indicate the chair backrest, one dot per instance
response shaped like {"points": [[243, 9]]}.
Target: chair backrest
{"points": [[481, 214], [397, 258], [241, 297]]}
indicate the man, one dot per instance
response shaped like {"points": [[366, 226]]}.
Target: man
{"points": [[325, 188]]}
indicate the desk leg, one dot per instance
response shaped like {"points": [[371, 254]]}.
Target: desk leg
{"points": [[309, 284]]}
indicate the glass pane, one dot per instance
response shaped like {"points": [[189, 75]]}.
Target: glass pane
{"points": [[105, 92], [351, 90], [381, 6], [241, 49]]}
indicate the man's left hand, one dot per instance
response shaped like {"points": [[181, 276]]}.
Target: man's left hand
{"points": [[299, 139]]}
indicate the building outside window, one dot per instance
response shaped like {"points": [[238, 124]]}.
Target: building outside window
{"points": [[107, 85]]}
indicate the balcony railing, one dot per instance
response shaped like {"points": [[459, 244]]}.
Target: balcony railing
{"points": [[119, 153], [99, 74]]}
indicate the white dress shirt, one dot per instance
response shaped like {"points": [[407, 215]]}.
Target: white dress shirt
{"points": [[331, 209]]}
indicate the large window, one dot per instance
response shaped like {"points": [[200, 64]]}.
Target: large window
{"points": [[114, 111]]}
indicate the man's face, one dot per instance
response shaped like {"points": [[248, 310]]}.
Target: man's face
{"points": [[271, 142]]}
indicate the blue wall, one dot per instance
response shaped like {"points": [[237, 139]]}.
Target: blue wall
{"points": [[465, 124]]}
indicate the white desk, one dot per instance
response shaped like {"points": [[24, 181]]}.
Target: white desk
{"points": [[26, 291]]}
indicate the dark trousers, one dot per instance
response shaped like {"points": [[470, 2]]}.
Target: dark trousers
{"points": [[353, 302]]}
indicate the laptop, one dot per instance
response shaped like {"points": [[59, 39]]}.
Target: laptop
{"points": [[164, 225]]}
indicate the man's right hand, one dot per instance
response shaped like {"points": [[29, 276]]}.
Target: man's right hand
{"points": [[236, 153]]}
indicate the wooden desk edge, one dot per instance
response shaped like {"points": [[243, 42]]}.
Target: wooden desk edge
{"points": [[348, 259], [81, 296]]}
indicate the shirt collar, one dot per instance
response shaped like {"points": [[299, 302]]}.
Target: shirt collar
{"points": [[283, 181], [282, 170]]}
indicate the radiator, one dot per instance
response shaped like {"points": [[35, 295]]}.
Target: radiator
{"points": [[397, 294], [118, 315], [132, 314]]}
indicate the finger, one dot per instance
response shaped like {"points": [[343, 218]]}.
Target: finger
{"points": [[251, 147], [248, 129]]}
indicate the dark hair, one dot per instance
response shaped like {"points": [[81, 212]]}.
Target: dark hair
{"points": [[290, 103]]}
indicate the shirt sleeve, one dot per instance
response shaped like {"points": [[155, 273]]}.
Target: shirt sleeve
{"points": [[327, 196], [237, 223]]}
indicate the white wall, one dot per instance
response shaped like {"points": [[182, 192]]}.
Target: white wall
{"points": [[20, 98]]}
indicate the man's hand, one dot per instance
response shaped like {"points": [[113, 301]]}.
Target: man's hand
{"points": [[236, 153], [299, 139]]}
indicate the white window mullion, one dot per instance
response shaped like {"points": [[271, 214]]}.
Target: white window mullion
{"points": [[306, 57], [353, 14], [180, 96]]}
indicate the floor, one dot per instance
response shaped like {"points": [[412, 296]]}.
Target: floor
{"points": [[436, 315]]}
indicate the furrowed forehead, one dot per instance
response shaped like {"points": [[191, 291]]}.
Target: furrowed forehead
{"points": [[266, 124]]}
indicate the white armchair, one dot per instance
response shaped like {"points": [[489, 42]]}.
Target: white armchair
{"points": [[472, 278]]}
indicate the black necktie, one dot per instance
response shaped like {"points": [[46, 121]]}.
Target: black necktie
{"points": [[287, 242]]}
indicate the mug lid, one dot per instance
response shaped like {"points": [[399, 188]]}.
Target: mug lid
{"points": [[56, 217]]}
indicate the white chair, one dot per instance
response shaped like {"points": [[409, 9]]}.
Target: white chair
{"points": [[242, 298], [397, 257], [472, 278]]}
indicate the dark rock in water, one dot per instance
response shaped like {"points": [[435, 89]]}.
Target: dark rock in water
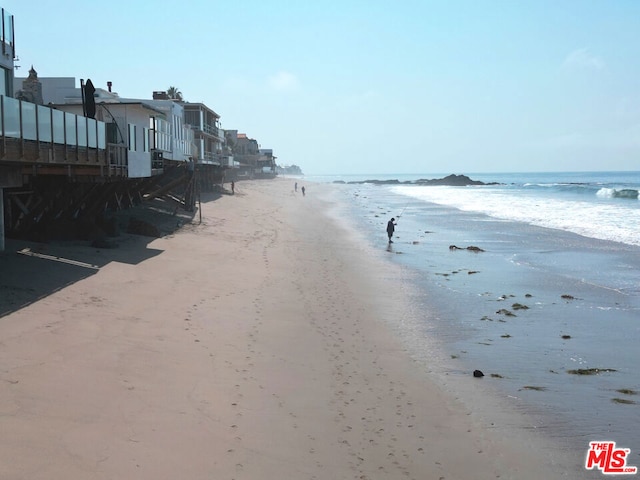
{"points": [[103, 243], [471, 248], [452, 181], [449, 180]]}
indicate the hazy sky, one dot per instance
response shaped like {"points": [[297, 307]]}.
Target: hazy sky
{"points": [[371, 86]]}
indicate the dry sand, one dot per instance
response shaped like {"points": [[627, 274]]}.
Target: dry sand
{"points": [[254, 346]]}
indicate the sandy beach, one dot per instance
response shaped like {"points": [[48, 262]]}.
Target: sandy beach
{"points": [[256, 345]]}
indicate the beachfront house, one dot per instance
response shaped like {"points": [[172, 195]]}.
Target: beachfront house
{"points": [[153, 131], [9, 174]]}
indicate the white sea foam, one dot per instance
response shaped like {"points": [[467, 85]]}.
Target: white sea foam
{"points": [[616, 221]]}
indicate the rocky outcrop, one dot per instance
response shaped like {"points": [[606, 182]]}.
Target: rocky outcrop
{"points": [[450, 180]]}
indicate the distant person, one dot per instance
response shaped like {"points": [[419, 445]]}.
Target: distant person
{"points": [[391, 227]]}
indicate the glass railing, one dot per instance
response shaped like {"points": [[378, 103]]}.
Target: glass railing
{"points": [[28, 121]]}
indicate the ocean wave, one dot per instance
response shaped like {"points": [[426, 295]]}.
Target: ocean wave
{"points": [[618, 193]]}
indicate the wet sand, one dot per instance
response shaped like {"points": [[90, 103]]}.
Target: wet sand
{"points": [[256, 345]]}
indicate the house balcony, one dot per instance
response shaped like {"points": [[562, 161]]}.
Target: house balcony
{"points": [[42, 140]]}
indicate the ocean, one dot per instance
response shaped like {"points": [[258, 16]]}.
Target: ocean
{"points": [[547, 306]]}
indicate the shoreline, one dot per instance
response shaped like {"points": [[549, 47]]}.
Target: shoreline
{"points": [[255, 345]]}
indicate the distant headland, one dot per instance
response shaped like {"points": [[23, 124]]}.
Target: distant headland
{"points": [[449, 180]]}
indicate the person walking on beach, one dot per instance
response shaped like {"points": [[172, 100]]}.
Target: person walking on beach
{"points": [[391, 227]]}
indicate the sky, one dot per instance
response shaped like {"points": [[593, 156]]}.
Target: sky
{"points": [[380, 87]]}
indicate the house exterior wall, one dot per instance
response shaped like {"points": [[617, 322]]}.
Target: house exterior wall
{"points": [[126, 117], [6, 60]]}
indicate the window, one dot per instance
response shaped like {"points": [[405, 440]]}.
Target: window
{"points": [[132, 138]]}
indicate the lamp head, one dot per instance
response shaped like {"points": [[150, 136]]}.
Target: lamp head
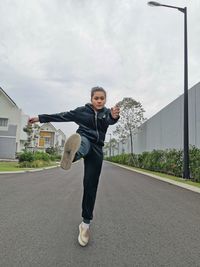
{"points": [[153, 3]]}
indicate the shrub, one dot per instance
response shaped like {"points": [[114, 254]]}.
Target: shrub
{"points": [[168, 161], [41, 156], [26, 156], [33, 164]]}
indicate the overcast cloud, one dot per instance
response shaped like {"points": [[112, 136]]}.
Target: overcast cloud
{"points": [[53, 51]]}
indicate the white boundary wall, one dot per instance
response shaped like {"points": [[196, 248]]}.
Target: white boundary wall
{"points": [[165, 129]]}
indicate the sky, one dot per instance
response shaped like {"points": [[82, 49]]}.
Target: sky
{"points": [[52, 52]]}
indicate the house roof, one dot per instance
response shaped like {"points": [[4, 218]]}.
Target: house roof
{"points": [[7, 96], [49, 125]]}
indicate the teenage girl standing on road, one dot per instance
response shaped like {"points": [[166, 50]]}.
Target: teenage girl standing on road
{"points": [[93, 120]]}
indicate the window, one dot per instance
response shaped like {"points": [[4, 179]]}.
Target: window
{"points": [[3, 122]]}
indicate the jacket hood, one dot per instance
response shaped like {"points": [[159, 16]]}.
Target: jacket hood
{"points": [[89, 106]]}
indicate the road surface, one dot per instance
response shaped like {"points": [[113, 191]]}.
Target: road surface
{"points": [[138, 221]]}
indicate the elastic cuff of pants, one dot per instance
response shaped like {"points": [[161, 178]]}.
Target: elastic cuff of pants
{"points": [[86, 221]]}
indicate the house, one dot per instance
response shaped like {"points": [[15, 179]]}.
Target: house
{"points": [[12, 122], [49, 136]]}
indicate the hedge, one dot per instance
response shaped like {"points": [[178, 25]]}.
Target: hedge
{"points": [[168, 161]]}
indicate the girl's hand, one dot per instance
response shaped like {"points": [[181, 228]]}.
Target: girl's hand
{"points": [[33, 120], [115, 112]]}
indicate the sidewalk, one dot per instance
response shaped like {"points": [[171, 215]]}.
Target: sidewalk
{"points": [[183, 185], [30, 170]]}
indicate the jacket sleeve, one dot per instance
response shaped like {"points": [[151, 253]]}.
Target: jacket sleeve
{"points": [[71, 115], [110, 119]]}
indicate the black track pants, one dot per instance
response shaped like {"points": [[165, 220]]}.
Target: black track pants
{"points": [[93, 158]]}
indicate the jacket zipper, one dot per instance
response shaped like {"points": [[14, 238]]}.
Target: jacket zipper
{"points": [[96, 126]]}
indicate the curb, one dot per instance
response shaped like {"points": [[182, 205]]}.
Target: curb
{"points": [[31, 170], [185, 186]]}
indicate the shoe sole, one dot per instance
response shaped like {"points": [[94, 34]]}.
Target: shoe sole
{"points": [[83, 244], [71, 147]]}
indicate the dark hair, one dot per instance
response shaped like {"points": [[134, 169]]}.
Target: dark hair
{"points": [[97, 89]]}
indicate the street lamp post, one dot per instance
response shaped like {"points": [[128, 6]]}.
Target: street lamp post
{"points": [[186, 170], [110, 145]]}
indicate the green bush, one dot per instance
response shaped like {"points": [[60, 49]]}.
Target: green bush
{"points": [[41, 156], [34, 164], [168, 161], [26, 156]]}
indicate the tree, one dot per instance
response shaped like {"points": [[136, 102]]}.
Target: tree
{"points": [[131, 117]]}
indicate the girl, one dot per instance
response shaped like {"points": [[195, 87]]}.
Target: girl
{"points": [[93, 120]]}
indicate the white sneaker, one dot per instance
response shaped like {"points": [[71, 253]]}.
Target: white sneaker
{"points": [[84, 235], [71, 147]]}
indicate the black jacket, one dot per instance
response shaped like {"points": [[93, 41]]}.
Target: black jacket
{"points": [[92, 125]]}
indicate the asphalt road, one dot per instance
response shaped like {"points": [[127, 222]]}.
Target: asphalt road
{"points": [[138, 221]]}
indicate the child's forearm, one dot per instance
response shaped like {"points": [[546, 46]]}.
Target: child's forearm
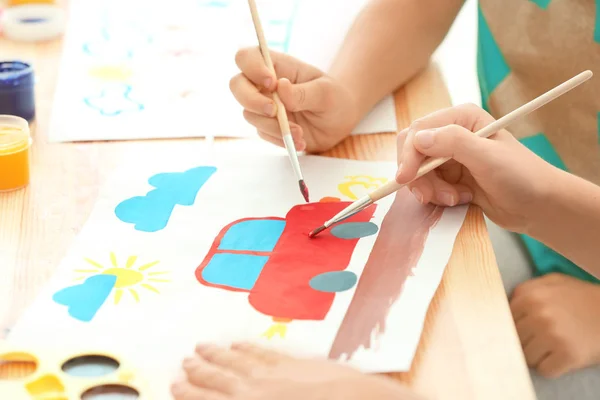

★ ★ ★ ★ ★

## What the exercise asks
Copy out every line of the records that contains the word "pants".

## Complete output
indicate the elastic cuff of pants, one dot per instance
Target: elastic cuff of pants
indicate the black track pants, one dot per instance
Target: black track pants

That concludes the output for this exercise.